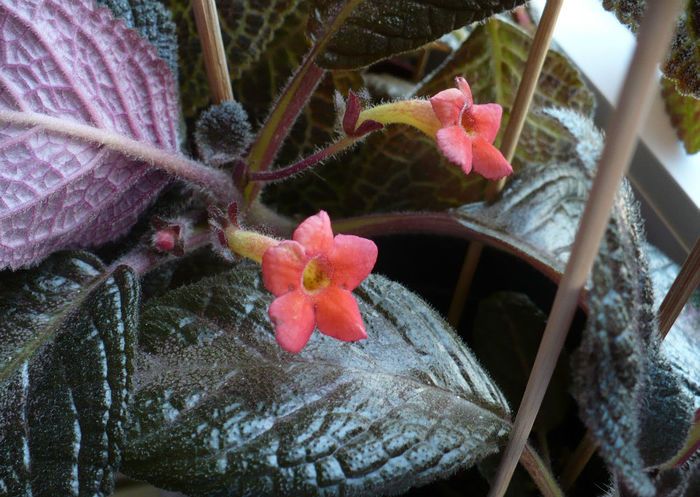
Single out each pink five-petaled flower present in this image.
[430,77,513,179]
[262,211,377,353]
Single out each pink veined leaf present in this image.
[0,0,178,269]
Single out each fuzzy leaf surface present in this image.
[661,74,700,154]
[603,0,700,98]
[0,0,178,268]
[472,292,570,433]
[455,111,690,495]
[265,19,593,217]
[309,0,524,69]
[121,264,508,496]
[0,252,138,497]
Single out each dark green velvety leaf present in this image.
[418,18,594,165]
[472,292,571,433]
[164,0,308,116]
[121,263,508,496]
[603,0,700,98]
[455,111,690,495]
[96,0,178,79]
[265,19,593,217]
[0,252,138,497]
[309,0,524,69]
[661,74,700,154]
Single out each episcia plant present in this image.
[0,0,700,497]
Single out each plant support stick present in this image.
[489,0,682,497]
[192,0,233,104]
[447,0,564,327]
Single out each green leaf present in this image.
[121,264,508,496]
[661,78,700,154]
[0,252,138,497]
[309,0,524,69]
[96,0,178,79]
[603,0,700,98]
[472,292,570,433]
[163,0,308,119]
[265,19,593,217]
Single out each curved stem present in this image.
[243,0,363,205]
[0,110,240,203]
[248,136,358,181]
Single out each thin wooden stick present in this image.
[561,238,700,484]
[658,238,700,338]
[489,0,683,497]
[192,0,233,104]
[447,0,564,327]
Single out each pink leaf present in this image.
[0,0,178,268]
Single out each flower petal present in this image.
[328,235,377,290]
[262,240,309,297]
[294,211,333,257]
[455,76,474,106]
[435,126,472,174]
[430,88,466,126]
[316,287,367,342]
[267,292,316,354]
[473,137,513,179]
[462,104,503,143]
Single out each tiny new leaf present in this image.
[0,0,178,268]
[309,0,524,69]
[121,263,508,497]
[0,252,138,497]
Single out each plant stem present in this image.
[248,136,358,181]
[192,0,233,105]
[109,229,211,276]
[0,110,240,203]
[561,238,700,489]
[243,0,363,205]
[489,0,682,497]
[447,0,564,326]
[520,444,564,497]
[658,238,700,339]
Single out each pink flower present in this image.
[262,211,377,353]
[430,77,513,179]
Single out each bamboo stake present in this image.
[658,238,700,339]
[192,0,233,105]
[561,238,700,484]
[489,0,683,497]
[447,0,564,327]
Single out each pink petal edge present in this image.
[473,137,513,179]
[468,104,503,143]
[262,240,309,297]
[435,126,472,174]
[293,211,333,257]
[430,88,466,127]
[267,291,316,354]
[328,235,377,290]
[316,287,367,342]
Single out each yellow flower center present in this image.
[301,257,331,293]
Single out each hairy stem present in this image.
[243,0,363,204]
[0,110,240,203]
[248,136,358,181]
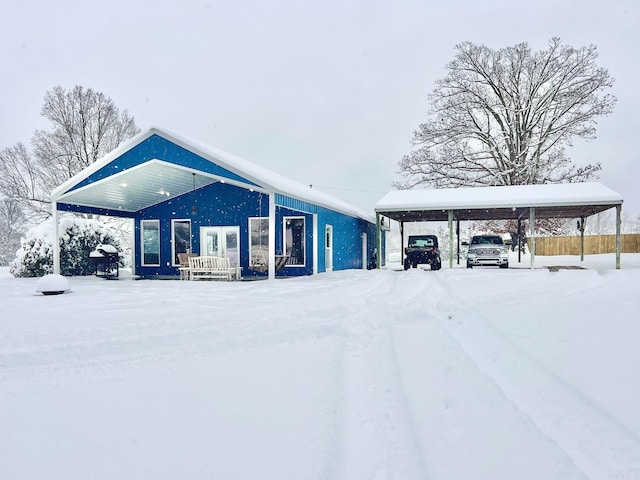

----

» What is being asked
Copy every line above word for word, leaving out the pictures.

» Solution for this task
Single out each pink five-petaled flower present in this image.
[430,77,513,179]
[262,211,377,353]
Single out each pink veined leaf present in this image.
[0,0,178,269]
Single out each fuzzy leaf surface present in this image.
[661,74,700,154]
[603,0,700,98]
[0,0,178,268]
[472,292,570,433]
[455,111,690,495]
[265,19,593,217]
[309,0,524,69]
[121,264,508,496]
[0,252,138,497]
Single out each dark green velvety leaf present in this image.
[418,18,594,165]
[472,292,571,433]
[164,0,308,116]
[121,263,508,496]
[603,0,700,98]
[455,111,690,495]
[96,0,178,79]
[265,19,593,217]
[0,252,138,497]
[309,0,524,69]
[661,74,700,154]
Single out each episcia plant present in this image.
[0,0,700,497]
Single out each plant support stick present in this image.
[489,0,682,497]
[192,0,233,104]
[447,0,564,327]
Single out each green leaf present in this image.
[121,264,508,496]
[661,78,700,154]
[0,252,138,497]
[309,0,524,69]
[96,0,178,79]
[603,0,700,98]
[472,292,570,433]
[163,0,308,119]
[265,19,593,217]
Single out each curved stem present in this image.
[243,0,363,205]
[0,110,240,203]
[248,136,358,181]
Single out each thin wooden stick present in this image.
[561,238,700,484]
[658,238,700,338]
[489,0,683,497]
[192,0,233,104]
[447,0,564,327]
Single out each pink leaf present in this image.
[0,0,178,268]
Single out each flower petal present in this image.
[328,235,377,290]
[262,240,309,297]
[294,211,333,257]
[455,76,474,106]
[435,126,472,174]
[430,88,466,126]
[316,287,367,342]
[267,292,316,354]
[473,137,513,179]
[462,104,503,143]
Single out each tiny new leaf present in this image.
[0,0,178,268]
[309,0,524,69]
[121,263,508,497]
[0,252,138,497]
Single out each plant stem present in this image.
[248,136,358,181]
[192,0,233,105]
[109,229,211,276]
[0,110,240,203]
[561,238,700,489]
[243,0,363,205]
[489,0,682,497]
[447,0,564,326]
[520,444,564,497]
[658,238,700,339]
Single out each pink flower present in this image.
[262,211,377,353]
[430,77,513,179]
Single out each bamboo stake present in this image.
[658,238,700,339]
[192,0,233,105]
[561,238,700,484]
[489,0,683,497]
[447,0,564,327]
Single out each pink petal edge present in this image.
[473,137,513,179]
[468,104,503,143]
[262,240,309,297]
[435,126,472,174]
[293,211,333,257]
[430,88,466,127]
[267,291,316,354]
[328,235,377,290]
[316,287,367,342]
Single out each yellow flower center present in this image.
[301,257,331,293]
Single out each hairy stem present in this image.
[243,0,363,204]
[0,110,240,203]
[248,136,358,181]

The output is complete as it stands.